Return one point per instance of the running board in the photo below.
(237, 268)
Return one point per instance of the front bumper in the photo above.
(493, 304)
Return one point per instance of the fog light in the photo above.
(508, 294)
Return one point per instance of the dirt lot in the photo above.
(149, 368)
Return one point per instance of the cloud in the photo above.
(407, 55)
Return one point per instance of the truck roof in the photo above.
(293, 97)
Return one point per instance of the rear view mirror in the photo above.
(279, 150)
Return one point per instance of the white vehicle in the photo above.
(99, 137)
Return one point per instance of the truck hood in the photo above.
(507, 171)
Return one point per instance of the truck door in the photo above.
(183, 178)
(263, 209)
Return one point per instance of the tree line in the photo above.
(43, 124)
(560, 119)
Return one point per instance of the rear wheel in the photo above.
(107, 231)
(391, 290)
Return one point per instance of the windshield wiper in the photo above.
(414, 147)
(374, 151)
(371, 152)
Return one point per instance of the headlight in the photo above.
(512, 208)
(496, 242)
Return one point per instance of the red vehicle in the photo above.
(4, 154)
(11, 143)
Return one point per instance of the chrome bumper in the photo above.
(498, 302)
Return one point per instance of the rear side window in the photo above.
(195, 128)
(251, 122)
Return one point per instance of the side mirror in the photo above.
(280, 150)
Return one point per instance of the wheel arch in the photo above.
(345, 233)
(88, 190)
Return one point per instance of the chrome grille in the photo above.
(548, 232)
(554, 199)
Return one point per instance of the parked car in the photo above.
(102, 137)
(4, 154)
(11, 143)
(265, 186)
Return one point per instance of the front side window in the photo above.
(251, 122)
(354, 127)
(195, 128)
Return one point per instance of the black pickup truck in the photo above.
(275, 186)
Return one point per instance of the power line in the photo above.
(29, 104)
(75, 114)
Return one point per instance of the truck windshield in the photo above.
---+---
To do: Present the listing above as a Markdown table with the columns "Row" and "Line", numbering each line in order and omitting any blank lines.

The reply:
| Row | Line |
|---|---|
| 1 | Return one point per instance of the running board in the photo below. |
| 2 | (237, 268) |
| 3 | Return one point per instance of the front bumper in the photo above. |
| 4 | (493, 304) |
| 5 | Return one point per instance of the fog light in the photo above. |
| 6 | (508, 294) |
| 7 | Return one point per instance of the dirt lot in the photo above. |
| 8 | (149, 368) |
| 9 | Return one point per instance of the cloud in the photo above. |
| 10 | (407, 55) |
| 11 | Return one point per instance of the truck roof in the photo above. |
| 12 | (293, 97) |
| 13 | Return one point per instance of the rear view mirror in the photo above. |
| 14 | (279, 150) |
| 15 | Return one point per instance of the white vehicle in the photo above. |
| 16 | (99, 137) |
| 17 | Return one point per instance of the truck hood in the photo above. |
| 18 | (507, 171) |
| 19 | Return one point per instance of the truck door in the photo above. |
| 20 | (183, 178) |
| 21 | (263, 209) |
| 22 | Return one point per instance of the tree line in the photo above. |
| 23 | (43, 124) |
| 24 | (560, 119) |
| 25 | Return one point per instance of the rear wheel in the photo above. |
| 26 | (107, 231) |
| 27 | (391, 290) |
| 28 | Return one point per instance of the windshield wiper in the photo above. |
| 29 | (414, 147) |
| 30 | (374, 151) |
| 31 | (371, 152) |
| 32 | Return one point per instance of the headlight in the photo above. |
| 33 | (512, 208) |
| 34 | (496, 242) |
| 35 | Return one point per instance of the red vehicle in the photo above. |
| 36 | (4, 154) |
| 37 | (11, 143) |
| 38 | Return one point per instance of the chrome bumper in the photo above. |
| 39 | (498, 302) |
| 40 | Return one point per instance of the rear side window in the photo above. |
| 41 | (195, 128) |
| 42 | (251, 122) |
| 43 | Return one point per instance of the side mirror in the photo above. |
| 44 | (280, 150) |
| 45 | Return one point per instance of the wheel arch in the photo above. |
| 46 | (345, 233) |
| 47 | (88, 190) |
| 48 | Return one point per instance of the chrome grille in the photo above. |
| 49 | (548, 232) |
| 50 | (554, 199) |
| 51 | Return one point per instance of the parked car in the photo above. |
| 52 | (102, 137) |
| 53 | (4, 154) |
| 54 | (11, 143) |
| 55 | (265, 186) |
| 56 | Return one point per instance of the front side window in the photo above. |
| 57 | (251, 122) |
| 58 | (354, 127) |
| 59 | (195, 128) |
| 60 | Return one point per instance of the black pickup truck in the photo above. |
| 61 | (275, 186) |
| 62 | Return one point per instance of the power line in the photo above. |
| 63 | (29, 104) |
| 64 | (75, 114) |
| 65 | Return one point per instance of the truck windshield in the photo above. |